[Stored records]
■ ■ ■ ■ ■

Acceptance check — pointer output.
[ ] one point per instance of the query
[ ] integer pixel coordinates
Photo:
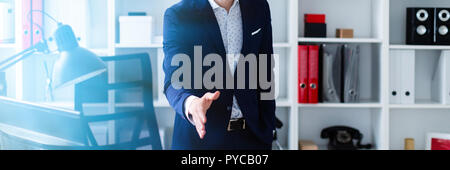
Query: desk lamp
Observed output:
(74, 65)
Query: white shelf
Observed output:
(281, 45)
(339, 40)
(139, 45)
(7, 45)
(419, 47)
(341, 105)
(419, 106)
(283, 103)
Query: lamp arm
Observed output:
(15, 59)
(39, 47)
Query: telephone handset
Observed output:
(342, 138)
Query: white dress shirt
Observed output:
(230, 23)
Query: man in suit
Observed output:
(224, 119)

■ ■ ■ ■ ■

Return every line of the listing above word for word, and leave the picture out of your answer.

Acceptance check — pointer output.
[ ] one point per instance of the query
[ ] integer pixel coordinates
Photo:
Query: desk lamp
Observed output:
(74, 65)
Query: white shelf
Observed output:
(281, 45)
(339, 40)
(139, 45)
(7, 45)
(419, 47)
(341, 105)
(419, 106)
(283, 103)
Query: lamp arm
Observed output:
(15, 59)
(39, 47)
Query: telephone handset
Observed output:
(342, 138)
Query: white dress shirt
Observed output:
(230, 23)
Query: man in suit
Observed output:
(224, 119)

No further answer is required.